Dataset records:
--------------------------------

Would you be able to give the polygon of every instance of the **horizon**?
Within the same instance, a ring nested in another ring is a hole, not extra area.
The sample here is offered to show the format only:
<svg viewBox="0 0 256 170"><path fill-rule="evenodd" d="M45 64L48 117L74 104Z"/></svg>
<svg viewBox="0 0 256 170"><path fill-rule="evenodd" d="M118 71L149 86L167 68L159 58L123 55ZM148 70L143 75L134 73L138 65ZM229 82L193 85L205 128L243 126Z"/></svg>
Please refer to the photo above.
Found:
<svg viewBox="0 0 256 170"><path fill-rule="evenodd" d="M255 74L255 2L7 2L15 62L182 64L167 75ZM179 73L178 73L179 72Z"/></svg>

--------------------------------

> [Objective]:
Rewrite all of the lines above as a numbered list and omit any blank lines.

> [Task answer]:
1. Would you be able to give the polygon of every instance of the **horizon**?
2. Within the same instance, a ring nested in another ring is a hole, not extra area.
3. The sample here is offered to show the format only:
4. <svg viewBox="0 0 256 170"><path fill-rule="evenodd" d="M45 64L48 117L74 104Z"/></svg>
5. <svg viewBox="0 0 256 170"><path fill-rule="evenodd" d="M118 71L149 86L167 68L159 58L123 55ZM148 70L143 75L134 73L138 65ZM229 82L193 85L205 128L243 126Z"/></svg>
6. Please refer to the photo above.
7. Found:
8. <svg viewBox="0 0 256 170"><path fill-rule="evenodd" d="M255 74L255 2L7 2L15 62L182 64L167 75ZM179 73L178 73L179 72Z"/></svg>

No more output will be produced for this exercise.